Report how many lines of the records below contain the string "light", matching case exactly, and give only that number.

======== Exercise material

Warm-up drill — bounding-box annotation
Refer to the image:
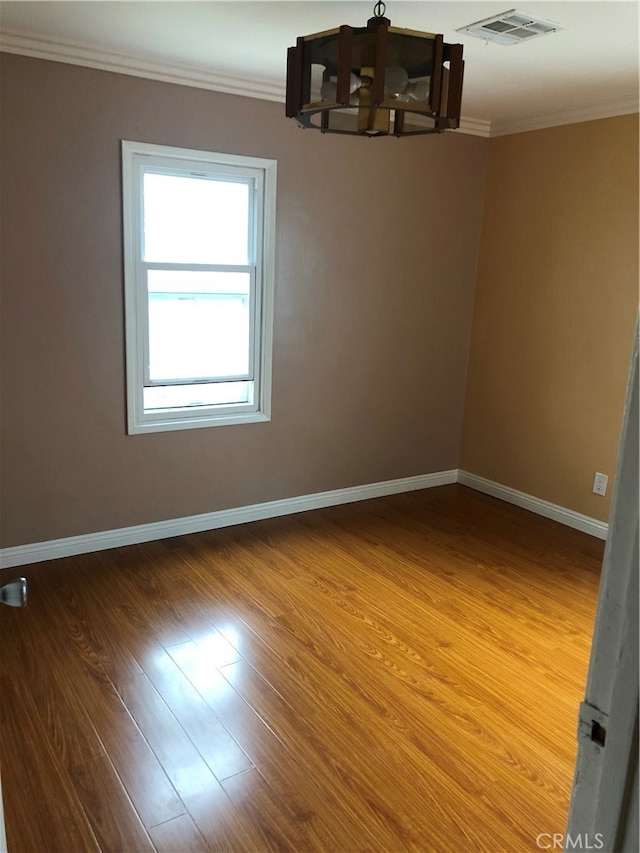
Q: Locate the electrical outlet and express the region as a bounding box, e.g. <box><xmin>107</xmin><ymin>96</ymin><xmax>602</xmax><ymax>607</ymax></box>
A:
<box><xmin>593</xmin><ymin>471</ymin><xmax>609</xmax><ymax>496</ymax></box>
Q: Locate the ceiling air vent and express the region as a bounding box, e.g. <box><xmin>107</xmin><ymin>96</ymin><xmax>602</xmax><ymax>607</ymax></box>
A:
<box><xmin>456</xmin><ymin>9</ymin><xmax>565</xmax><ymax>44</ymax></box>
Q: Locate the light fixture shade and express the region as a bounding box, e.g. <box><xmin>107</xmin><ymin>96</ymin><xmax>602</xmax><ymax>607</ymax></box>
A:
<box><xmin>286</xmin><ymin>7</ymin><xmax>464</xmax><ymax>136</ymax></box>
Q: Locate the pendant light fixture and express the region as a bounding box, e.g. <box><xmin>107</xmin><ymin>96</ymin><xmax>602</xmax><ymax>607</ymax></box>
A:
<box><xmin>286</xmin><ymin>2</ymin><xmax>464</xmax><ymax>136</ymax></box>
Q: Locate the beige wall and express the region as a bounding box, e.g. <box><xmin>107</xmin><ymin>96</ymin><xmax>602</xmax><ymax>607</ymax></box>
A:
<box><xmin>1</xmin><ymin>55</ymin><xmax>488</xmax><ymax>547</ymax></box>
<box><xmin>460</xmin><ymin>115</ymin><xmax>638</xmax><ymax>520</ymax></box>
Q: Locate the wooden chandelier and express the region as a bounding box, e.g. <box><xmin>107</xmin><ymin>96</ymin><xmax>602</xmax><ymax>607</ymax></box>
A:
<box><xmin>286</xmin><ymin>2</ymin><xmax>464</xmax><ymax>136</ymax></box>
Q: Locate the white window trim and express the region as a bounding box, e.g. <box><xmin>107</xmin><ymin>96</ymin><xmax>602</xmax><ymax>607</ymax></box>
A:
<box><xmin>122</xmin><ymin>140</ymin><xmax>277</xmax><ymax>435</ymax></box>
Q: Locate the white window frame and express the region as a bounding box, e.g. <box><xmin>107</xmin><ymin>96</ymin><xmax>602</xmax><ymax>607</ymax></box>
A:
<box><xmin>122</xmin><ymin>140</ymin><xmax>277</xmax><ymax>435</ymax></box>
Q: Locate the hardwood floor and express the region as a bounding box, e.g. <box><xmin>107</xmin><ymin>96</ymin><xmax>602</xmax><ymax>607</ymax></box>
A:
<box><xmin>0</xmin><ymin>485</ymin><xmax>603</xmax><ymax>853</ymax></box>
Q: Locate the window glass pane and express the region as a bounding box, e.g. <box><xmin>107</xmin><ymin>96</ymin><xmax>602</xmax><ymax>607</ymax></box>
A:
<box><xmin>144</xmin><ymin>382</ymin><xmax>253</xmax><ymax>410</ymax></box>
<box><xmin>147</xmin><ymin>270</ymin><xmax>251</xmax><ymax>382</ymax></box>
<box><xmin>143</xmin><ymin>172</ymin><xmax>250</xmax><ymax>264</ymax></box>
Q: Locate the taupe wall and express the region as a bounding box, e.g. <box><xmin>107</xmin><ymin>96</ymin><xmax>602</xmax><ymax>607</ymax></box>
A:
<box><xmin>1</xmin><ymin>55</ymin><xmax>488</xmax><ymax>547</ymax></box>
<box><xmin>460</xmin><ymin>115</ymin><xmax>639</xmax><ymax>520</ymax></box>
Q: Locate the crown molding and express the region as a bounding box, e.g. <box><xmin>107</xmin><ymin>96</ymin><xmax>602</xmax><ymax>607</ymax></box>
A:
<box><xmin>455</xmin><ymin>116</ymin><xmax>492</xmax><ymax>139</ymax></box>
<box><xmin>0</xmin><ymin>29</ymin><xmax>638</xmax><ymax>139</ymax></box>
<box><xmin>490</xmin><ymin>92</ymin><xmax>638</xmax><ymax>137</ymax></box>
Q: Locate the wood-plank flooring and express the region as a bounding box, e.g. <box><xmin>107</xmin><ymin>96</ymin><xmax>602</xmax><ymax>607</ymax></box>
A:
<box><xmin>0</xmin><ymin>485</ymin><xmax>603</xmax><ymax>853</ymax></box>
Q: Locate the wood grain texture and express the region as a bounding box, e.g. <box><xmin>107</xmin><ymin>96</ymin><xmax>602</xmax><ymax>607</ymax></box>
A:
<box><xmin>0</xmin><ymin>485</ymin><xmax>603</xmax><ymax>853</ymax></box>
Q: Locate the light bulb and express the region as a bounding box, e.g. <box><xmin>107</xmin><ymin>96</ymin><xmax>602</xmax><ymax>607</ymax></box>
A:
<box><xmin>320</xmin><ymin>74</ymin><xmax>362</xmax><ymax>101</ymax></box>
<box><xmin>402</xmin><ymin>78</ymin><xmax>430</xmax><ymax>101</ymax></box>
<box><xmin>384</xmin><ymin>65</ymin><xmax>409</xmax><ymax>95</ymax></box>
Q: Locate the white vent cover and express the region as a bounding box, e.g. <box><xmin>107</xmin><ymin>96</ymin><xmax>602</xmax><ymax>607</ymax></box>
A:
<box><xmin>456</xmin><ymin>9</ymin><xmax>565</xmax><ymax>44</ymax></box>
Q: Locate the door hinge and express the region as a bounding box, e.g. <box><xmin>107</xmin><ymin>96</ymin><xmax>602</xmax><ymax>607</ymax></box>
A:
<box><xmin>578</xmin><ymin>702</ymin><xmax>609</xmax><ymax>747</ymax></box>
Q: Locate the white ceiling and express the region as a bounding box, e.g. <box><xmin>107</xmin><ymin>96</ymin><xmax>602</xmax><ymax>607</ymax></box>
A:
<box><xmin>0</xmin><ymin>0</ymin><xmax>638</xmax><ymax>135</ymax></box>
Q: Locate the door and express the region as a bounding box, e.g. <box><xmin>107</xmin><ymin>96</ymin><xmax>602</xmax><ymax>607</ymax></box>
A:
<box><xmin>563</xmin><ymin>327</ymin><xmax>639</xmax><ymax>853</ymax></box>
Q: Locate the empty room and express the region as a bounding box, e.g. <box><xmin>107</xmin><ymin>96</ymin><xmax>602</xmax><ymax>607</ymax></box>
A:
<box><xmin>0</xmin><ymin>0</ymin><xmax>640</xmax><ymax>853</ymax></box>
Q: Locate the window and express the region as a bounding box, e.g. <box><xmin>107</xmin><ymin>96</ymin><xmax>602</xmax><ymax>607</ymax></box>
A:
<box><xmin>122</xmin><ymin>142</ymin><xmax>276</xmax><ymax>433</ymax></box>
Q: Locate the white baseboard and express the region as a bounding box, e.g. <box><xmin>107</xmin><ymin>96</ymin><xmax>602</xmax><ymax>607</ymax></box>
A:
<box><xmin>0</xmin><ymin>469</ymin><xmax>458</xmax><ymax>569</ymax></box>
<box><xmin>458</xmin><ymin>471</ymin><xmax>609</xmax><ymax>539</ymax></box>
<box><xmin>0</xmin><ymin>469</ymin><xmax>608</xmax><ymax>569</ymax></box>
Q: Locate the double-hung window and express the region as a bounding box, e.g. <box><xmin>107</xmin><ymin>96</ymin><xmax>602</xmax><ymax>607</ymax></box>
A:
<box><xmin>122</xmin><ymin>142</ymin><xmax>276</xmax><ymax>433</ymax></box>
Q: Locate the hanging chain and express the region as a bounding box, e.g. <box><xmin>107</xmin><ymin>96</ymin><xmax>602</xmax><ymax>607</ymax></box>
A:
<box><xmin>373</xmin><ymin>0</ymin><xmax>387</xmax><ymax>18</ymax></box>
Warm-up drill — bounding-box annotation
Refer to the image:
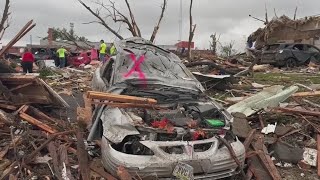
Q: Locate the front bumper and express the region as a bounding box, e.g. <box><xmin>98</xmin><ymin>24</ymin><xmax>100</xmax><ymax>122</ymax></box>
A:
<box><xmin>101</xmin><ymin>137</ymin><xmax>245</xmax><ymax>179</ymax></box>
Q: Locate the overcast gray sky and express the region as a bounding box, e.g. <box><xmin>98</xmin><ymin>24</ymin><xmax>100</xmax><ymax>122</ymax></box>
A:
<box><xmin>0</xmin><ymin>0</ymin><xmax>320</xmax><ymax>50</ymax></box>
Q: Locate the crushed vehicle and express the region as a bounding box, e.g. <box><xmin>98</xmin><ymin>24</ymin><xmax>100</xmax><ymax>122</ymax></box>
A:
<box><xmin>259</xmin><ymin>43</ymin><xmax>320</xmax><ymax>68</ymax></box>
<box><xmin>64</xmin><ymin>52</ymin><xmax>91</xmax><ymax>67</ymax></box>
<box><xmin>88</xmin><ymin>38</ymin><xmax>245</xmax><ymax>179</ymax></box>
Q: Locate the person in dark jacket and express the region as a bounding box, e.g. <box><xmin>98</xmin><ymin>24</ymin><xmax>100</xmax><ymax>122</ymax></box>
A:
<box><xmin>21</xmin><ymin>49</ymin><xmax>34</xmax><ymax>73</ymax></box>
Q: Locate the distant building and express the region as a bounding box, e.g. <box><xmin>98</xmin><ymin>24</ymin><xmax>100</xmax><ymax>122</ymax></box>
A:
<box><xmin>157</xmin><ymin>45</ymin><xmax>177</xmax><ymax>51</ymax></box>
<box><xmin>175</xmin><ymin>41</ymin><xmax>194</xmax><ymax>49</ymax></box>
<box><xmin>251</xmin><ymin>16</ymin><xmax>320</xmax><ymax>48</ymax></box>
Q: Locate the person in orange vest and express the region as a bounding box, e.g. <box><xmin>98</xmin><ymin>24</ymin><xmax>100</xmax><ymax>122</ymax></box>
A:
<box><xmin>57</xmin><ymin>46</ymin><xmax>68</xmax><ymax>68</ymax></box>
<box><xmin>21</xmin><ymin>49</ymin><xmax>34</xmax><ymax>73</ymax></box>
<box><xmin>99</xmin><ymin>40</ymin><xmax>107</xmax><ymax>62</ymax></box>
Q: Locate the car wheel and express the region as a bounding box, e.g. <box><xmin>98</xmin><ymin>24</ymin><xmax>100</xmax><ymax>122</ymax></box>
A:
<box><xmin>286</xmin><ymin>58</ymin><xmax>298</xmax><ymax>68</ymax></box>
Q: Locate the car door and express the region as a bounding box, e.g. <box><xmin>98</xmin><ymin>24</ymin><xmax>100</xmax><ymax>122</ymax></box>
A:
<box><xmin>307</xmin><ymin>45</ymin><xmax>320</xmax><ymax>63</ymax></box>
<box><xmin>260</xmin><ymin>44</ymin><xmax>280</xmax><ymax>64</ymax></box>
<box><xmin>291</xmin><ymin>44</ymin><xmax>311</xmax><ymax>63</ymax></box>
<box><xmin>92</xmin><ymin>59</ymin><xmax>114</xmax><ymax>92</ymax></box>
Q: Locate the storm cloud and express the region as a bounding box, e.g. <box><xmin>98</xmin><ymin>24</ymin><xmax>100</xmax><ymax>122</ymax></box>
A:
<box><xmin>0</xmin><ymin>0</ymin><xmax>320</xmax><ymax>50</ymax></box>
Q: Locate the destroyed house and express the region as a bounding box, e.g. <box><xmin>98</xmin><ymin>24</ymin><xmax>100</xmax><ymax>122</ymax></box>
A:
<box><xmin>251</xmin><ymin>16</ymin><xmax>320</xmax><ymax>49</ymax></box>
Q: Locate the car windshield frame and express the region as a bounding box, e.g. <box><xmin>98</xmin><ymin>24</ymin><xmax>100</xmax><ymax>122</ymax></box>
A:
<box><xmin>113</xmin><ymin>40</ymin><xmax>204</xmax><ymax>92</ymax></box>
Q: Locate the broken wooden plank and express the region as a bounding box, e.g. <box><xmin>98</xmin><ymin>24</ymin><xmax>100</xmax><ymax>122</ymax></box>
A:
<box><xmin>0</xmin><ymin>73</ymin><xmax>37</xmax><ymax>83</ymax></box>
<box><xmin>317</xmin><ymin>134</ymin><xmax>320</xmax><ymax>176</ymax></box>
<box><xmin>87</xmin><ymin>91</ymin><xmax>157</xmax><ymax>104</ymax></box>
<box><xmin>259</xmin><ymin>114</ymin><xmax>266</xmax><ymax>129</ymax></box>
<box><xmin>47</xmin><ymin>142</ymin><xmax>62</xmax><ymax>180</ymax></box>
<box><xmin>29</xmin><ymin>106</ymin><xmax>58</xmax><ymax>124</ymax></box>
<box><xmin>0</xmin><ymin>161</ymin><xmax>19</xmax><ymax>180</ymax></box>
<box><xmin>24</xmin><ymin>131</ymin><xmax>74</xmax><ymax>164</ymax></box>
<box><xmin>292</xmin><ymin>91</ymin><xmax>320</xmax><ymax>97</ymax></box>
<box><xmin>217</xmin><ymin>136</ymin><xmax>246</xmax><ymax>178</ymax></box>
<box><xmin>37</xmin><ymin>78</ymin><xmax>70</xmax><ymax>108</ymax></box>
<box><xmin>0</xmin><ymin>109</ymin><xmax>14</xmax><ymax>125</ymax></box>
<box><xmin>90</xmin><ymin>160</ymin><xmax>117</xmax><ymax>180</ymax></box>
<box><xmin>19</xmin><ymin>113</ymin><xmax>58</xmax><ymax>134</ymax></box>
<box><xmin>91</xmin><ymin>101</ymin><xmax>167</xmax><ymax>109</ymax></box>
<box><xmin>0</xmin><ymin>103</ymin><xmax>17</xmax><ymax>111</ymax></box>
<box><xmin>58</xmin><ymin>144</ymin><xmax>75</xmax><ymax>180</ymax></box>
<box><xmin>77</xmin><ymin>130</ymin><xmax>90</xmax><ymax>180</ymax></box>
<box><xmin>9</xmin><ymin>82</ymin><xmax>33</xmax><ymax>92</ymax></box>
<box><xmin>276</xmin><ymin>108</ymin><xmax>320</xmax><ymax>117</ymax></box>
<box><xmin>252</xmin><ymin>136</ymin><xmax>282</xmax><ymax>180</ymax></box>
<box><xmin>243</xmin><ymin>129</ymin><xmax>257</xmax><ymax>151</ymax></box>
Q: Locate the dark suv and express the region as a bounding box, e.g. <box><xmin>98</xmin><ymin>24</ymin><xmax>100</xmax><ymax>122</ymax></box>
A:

================

The reply
3